# DATA FOR PROCESSING
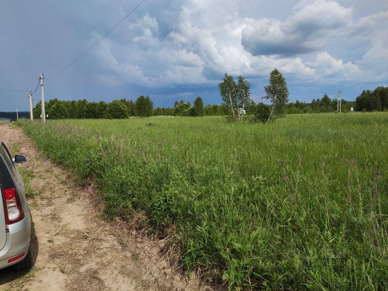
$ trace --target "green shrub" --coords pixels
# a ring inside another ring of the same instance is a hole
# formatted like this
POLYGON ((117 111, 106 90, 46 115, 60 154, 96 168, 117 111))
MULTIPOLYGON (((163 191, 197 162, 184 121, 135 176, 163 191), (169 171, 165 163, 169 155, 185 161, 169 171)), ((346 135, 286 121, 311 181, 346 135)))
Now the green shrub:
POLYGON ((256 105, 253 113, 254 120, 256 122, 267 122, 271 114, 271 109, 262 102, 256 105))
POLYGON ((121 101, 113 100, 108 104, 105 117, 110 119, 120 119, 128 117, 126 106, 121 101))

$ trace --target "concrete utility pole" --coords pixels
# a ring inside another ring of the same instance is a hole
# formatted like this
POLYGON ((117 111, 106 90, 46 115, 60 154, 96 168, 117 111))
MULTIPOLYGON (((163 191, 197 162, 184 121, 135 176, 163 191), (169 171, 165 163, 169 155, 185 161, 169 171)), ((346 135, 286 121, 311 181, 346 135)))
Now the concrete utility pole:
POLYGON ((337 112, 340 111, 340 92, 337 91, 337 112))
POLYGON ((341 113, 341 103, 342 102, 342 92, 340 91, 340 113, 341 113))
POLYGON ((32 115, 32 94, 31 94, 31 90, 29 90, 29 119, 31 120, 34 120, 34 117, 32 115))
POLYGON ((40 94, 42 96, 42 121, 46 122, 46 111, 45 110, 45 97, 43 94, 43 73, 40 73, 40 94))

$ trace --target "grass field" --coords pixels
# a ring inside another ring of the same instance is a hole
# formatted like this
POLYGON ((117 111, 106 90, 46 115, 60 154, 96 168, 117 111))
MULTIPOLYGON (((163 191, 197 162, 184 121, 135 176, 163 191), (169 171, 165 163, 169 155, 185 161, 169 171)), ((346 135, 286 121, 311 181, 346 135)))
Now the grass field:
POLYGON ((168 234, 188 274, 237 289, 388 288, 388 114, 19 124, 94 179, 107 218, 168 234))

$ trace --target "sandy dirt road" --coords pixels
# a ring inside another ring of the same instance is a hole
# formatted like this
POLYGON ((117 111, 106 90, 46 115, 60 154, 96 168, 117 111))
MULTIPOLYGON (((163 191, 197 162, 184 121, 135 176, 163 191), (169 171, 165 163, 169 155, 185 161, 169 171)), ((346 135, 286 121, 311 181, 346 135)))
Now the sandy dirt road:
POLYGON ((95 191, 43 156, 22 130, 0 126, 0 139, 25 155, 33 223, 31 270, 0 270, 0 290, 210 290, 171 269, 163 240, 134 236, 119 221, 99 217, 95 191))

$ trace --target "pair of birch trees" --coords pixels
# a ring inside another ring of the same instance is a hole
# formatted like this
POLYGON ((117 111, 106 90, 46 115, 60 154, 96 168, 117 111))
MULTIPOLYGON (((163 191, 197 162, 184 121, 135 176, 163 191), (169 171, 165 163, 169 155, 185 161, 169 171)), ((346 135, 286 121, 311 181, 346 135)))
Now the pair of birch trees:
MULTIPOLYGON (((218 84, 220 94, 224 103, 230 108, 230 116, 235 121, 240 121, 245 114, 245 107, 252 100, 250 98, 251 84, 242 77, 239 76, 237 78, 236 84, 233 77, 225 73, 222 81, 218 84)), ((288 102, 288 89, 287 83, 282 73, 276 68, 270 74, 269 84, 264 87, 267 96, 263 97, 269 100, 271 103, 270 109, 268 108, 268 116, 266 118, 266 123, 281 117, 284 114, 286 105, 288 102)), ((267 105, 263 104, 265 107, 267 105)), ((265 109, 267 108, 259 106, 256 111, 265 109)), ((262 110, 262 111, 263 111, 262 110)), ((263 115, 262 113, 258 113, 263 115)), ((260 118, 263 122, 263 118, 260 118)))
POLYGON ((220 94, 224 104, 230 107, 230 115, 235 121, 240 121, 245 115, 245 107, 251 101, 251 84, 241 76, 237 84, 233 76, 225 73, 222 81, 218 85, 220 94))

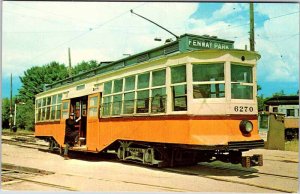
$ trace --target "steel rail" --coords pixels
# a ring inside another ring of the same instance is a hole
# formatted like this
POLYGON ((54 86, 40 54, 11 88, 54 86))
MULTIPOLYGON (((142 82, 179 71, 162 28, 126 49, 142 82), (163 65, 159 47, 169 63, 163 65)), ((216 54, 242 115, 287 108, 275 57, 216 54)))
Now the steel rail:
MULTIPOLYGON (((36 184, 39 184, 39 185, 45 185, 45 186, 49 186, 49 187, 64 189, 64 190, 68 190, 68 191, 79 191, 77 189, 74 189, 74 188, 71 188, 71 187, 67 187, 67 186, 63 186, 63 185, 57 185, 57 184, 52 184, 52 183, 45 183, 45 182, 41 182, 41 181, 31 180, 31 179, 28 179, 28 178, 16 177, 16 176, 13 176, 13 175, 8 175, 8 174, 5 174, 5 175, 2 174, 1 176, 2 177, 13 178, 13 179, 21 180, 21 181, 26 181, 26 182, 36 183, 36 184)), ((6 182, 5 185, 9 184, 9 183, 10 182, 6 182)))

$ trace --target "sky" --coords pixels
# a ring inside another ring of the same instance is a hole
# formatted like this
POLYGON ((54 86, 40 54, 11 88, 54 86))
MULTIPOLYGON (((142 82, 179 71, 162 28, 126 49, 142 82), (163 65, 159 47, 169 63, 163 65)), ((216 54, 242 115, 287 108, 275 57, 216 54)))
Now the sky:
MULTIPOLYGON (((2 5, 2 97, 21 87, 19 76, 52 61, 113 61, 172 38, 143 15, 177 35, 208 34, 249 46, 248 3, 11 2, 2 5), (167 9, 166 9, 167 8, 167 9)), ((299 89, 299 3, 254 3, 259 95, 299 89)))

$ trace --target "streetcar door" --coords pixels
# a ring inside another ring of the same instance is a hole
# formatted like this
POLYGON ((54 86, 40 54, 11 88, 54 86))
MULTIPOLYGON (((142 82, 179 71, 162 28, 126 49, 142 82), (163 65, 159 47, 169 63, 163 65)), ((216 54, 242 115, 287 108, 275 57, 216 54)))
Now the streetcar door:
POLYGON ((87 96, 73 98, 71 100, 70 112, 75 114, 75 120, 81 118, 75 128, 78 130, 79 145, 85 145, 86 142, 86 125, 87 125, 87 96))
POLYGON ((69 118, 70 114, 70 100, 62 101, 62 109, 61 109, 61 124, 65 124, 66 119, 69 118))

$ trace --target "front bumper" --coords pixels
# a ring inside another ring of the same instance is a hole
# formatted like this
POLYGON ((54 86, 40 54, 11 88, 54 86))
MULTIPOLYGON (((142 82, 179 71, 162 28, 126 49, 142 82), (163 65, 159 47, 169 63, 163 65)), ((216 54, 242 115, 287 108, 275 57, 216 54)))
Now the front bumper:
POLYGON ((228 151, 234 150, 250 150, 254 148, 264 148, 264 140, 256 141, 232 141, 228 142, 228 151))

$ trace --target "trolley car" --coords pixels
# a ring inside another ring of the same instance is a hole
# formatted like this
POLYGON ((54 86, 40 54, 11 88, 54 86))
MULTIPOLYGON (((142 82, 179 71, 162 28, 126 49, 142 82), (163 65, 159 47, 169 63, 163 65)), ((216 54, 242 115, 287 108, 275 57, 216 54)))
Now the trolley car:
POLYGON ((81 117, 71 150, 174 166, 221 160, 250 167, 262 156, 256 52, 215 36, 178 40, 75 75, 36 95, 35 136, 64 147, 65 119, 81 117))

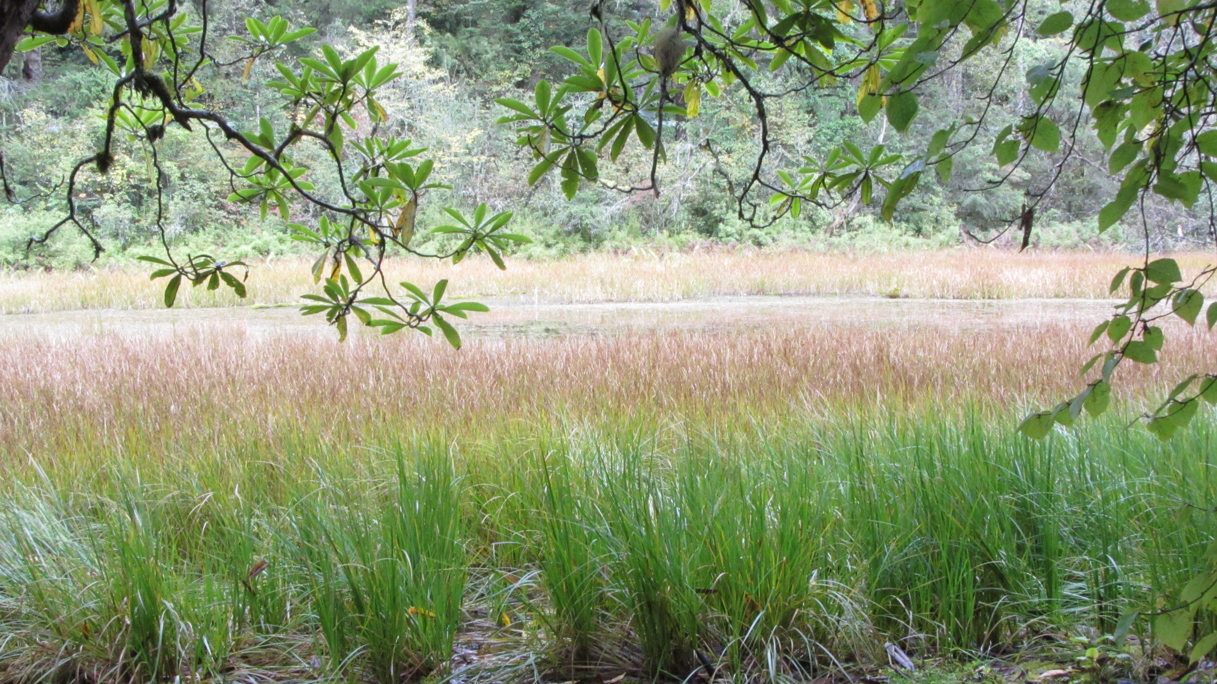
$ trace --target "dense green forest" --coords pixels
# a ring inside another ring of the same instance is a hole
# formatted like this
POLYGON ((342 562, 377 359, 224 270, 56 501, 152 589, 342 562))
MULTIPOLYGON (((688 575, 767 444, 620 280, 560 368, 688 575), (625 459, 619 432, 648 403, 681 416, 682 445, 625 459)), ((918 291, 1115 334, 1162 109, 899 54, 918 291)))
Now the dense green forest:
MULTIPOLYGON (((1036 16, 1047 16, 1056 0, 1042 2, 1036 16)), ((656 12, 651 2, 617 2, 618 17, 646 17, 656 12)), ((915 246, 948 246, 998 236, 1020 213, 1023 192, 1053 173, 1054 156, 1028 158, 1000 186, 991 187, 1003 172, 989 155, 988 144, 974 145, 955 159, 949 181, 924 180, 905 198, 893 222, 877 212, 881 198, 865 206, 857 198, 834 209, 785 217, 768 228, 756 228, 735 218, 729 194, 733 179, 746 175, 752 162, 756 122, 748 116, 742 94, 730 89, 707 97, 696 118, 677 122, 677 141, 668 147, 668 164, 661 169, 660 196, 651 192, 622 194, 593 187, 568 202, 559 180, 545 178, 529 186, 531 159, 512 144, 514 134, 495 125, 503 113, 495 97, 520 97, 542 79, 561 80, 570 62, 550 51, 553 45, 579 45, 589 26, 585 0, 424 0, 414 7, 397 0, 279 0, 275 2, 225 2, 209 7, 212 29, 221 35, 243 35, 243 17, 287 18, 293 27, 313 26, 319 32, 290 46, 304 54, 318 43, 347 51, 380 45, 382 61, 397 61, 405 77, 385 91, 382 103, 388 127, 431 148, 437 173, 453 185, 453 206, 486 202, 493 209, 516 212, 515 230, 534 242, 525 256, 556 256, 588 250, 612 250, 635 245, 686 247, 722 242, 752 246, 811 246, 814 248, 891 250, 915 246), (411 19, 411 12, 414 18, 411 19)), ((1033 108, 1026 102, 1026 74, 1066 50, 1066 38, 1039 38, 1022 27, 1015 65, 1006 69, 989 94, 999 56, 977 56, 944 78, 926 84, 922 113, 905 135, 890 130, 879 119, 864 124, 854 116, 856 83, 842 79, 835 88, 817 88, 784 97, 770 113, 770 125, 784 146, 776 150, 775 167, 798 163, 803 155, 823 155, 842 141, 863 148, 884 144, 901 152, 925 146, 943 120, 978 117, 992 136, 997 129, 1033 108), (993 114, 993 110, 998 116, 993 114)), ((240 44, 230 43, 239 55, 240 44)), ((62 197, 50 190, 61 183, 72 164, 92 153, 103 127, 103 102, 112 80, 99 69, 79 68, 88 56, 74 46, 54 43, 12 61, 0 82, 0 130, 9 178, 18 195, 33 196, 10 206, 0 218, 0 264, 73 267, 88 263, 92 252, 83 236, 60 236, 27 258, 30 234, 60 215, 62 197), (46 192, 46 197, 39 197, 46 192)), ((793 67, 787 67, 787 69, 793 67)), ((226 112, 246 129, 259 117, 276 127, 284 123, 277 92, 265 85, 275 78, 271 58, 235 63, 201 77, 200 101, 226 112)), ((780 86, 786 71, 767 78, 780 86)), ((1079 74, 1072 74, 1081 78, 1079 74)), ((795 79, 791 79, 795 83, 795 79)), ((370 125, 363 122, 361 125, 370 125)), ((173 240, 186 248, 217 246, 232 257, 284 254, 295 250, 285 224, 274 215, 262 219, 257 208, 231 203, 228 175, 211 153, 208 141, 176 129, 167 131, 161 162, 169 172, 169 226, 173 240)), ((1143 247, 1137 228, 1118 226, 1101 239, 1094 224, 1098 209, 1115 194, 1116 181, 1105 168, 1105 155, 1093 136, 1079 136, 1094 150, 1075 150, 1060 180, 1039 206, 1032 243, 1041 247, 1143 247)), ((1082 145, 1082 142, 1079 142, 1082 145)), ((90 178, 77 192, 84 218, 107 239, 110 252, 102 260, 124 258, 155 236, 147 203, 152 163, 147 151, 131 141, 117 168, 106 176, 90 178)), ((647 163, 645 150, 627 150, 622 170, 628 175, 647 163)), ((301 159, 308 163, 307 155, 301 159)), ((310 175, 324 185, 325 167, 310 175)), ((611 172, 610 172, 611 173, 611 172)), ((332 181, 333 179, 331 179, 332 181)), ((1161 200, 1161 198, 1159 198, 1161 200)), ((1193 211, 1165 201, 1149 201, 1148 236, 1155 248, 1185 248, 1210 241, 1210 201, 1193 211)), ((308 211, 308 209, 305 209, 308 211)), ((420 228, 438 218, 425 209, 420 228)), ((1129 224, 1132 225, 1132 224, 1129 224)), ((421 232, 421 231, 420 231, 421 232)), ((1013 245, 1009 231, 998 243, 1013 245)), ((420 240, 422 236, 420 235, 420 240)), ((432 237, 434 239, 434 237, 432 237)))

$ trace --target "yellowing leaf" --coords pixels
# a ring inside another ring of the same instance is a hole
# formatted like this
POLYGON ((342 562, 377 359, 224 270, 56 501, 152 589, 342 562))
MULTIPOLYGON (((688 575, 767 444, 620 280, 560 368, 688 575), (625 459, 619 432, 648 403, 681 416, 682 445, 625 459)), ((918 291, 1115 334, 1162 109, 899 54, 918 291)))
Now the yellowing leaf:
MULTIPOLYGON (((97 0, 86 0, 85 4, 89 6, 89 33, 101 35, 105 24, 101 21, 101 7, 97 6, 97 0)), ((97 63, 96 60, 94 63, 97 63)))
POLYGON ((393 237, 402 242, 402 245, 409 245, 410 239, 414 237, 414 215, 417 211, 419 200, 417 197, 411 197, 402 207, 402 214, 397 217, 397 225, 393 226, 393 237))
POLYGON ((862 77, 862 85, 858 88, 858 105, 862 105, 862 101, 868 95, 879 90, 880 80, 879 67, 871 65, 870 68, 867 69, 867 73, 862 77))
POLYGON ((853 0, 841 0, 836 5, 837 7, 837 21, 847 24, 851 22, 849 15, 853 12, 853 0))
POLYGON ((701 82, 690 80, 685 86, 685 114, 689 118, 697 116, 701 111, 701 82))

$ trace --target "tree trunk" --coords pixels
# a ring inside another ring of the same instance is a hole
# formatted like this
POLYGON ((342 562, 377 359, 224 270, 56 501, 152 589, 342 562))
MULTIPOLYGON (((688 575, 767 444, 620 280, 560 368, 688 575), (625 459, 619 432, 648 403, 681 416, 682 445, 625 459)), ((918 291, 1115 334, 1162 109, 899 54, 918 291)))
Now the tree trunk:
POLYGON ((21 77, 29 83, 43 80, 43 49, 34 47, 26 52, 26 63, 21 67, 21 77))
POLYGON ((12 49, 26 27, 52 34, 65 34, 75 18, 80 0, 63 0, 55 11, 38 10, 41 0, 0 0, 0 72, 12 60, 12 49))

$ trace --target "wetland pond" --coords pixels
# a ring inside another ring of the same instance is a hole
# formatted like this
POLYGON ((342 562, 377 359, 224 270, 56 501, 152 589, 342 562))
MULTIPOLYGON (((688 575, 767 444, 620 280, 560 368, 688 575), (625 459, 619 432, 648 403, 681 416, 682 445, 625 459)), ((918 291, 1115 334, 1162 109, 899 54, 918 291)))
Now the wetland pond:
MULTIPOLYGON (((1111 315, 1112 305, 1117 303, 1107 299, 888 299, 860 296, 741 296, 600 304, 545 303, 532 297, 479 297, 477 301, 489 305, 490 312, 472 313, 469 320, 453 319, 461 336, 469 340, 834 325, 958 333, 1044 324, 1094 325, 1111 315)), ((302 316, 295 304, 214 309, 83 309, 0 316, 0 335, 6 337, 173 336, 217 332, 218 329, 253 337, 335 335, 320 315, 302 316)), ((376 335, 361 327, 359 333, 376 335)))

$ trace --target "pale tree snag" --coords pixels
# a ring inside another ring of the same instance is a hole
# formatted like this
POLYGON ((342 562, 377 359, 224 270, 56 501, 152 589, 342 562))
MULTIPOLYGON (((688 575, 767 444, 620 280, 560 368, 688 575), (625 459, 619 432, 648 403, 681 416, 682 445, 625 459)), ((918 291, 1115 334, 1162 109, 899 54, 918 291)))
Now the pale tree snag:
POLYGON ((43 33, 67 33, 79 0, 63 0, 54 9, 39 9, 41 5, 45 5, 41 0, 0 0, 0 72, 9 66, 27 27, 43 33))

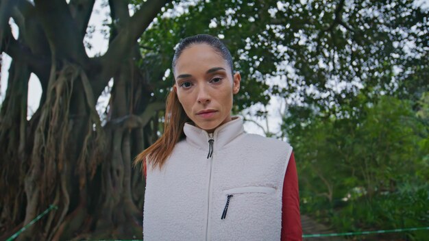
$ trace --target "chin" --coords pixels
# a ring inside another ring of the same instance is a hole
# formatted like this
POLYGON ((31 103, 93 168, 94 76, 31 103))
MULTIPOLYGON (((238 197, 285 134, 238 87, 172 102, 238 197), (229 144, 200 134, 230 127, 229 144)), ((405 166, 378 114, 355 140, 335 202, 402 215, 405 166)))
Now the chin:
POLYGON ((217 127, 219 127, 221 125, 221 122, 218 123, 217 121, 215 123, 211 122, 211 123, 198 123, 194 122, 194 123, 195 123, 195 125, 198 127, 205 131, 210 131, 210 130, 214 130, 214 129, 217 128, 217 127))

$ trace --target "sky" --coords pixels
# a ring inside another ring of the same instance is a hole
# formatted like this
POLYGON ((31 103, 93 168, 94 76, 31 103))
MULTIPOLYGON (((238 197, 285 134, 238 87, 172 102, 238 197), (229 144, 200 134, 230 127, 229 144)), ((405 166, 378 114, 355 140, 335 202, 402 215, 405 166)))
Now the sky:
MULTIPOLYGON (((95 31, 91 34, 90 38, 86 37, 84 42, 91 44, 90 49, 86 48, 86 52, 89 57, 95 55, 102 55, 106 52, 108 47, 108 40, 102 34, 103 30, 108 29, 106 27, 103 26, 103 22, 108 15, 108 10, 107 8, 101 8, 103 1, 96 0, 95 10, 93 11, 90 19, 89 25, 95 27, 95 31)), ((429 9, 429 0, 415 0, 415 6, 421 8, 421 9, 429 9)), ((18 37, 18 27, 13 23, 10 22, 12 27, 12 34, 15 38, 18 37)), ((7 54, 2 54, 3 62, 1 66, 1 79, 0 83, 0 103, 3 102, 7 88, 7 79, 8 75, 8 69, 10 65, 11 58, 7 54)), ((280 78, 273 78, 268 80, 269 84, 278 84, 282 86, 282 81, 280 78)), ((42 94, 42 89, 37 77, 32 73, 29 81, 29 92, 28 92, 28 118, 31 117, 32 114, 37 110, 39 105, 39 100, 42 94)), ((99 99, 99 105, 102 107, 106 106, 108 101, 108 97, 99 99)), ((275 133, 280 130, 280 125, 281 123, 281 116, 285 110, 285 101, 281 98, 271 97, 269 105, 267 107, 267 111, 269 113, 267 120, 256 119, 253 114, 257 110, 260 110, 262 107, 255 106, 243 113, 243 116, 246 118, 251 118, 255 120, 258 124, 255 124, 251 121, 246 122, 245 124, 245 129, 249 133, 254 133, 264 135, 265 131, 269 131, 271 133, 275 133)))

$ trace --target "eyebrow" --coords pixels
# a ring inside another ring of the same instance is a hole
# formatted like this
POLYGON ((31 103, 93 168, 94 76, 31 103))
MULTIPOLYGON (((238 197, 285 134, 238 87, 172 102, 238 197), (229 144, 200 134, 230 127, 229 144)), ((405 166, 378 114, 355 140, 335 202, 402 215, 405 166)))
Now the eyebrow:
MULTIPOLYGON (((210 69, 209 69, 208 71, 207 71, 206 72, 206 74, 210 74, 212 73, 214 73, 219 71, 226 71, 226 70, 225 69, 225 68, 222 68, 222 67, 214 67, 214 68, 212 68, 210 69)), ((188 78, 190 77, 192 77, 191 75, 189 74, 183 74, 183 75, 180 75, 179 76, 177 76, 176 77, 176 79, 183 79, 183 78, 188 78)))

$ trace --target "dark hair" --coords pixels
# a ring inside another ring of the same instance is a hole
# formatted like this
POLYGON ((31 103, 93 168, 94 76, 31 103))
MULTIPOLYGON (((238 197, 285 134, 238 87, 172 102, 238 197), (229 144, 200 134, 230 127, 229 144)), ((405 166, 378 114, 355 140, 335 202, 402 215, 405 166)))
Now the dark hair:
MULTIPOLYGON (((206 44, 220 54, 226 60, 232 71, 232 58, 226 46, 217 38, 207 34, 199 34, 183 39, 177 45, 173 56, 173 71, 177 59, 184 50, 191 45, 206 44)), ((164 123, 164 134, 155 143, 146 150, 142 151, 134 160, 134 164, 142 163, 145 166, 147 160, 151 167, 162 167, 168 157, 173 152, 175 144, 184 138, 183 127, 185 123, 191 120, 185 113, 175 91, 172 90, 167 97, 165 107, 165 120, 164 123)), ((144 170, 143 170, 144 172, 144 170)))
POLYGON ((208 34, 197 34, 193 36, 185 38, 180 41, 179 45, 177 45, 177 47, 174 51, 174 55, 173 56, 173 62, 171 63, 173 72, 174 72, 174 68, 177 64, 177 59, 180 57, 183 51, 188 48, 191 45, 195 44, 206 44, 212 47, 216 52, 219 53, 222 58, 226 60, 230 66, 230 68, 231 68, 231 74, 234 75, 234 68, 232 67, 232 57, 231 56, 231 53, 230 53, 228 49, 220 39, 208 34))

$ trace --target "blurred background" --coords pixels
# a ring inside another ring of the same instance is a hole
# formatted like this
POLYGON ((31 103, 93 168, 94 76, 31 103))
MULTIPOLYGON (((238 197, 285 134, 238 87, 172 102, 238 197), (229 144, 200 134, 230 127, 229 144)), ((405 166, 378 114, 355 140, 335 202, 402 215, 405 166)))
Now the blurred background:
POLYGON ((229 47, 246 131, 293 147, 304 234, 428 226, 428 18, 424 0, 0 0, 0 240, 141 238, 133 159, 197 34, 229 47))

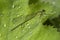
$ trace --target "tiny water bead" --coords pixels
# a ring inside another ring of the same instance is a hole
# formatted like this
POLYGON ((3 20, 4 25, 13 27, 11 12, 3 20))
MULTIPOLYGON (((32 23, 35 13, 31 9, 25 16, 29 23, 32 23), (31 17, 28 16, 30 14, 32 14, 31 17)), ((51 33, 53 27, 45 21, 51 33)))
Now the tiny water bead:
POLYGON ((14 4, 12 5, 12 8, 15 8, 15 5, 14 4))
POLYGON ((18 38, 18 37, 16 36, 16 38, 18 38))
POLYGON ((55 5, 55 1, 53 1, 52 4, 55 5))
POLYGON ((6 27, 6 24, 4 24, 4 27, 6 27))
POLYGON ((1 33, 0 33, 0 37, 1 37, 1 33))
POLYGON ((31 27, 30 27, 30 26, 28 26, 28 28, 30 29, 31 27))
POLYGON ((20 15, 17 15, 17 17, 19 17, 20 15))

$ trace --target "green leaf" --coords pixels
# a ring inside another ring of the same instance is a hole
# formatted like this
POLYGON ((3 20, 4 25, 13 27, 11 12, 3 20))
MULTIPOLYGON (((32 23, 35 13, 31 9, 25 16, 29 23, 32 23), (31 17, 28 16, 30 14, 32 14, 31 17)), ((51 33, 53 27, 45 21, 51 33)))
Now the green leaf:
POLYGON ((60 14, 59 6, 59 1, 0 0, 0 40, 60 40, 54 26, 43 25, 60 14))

# PROMPT
Copy out, word for word, the part of the listing that runs from its start through the line containing "POLYGON ((121 101, 113", and leave out the pictures.

# WRITTEN ANSWER
$ trace --target "green shrub" --coords pixels
# a ring inside another ring of the same instance is a hole
# formatted like this
POLYGON ((117 111, 106 90, 46 115, 60 154, 96 168, 117 111))
MULTIPOLYGON (((163 191, 197 162, 184 121, 135 176, 163 191), (169 171, 165 163, 169 155, 185 161, 169 171)), ((346 135, 286 121, 311 181, 346 135)))
Now the green shrub:
POLYGON ((256 105, 253 113, 254 120, 256 122, 267 122, 271 114, 271 109, 262 102, 256 105))
POLYGON ((121 101, 113 100, 108 104, 105 117, 110 119, 120 119, 128 117, 126 106, 121 101))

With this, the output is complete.